━━━━━ Excerpt ━━━━━

Use a PowerShell Module to Easily Export Excel Data to CSV

Use a PowerShell Module to Easily Export Excel Data to CSV

  • Comments 9
  • Likes

Summary: Learn how to use a Windows PowerShell module to easily import and export Excel data.

 

Microsoft Scripting Guy Ed Wilson here. Jeremy Engel has joined us today to talk about using a Windows PowerShell module to easily import and export Excel data.

Take it away, Jeremy!

 

I started coding at the age of 10, writing games in BASIC for my lightning-fast Commodore 64. From there I ventured into the high-tech world of text-based online gaming, affectionately known as MUDs—specifically EverDark, where I learned to write C++ code. Later, I made the jump to systems engineering, and it was there that I discovered scripting. I loathe repetitive tasks and have a great love for efficiency (I’m lazy). Therefore, I can find ways to incorporate Windows PowerShell into almost every project and task I do as a systems engineer. I am also known to write the occasional application or service in Visual C#, which is mutually reinforcing with Windows PowerShell because they are essentially different expressions of the same language. Now for today’s blog post. Hope you like it.


Excel to Windows PowerShell and Back Again
 

Ever wish you could import from and export to Excel just like you can using CSV files? So did I, and so did a lot of other people, as I discovered.

━━━━━ Dataset content ━━━━━

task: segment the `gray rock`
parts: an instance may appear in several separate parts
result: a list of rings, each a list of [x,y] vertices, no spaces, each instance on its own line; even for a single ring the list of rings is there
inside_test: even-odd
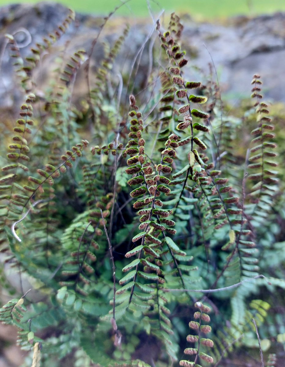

━━━━━

*Stated exercise:* Print the portion of the PowerShell article that starts with the words "Summary: Learn how" and stops after the words "it away, Jeremy!". Work only from the PowerShell article and leave the data aside.

*Output below:*
Summary: Learn how to use a Windows PowerShell module to easily import and export Excel data.

 

Microsoft Scripting Guy Ed Wilson here. Jeremy Engel has joined us today to talk about using a Windows PowerShell module to easily import and export Excel data.

Take it away, Jeremy!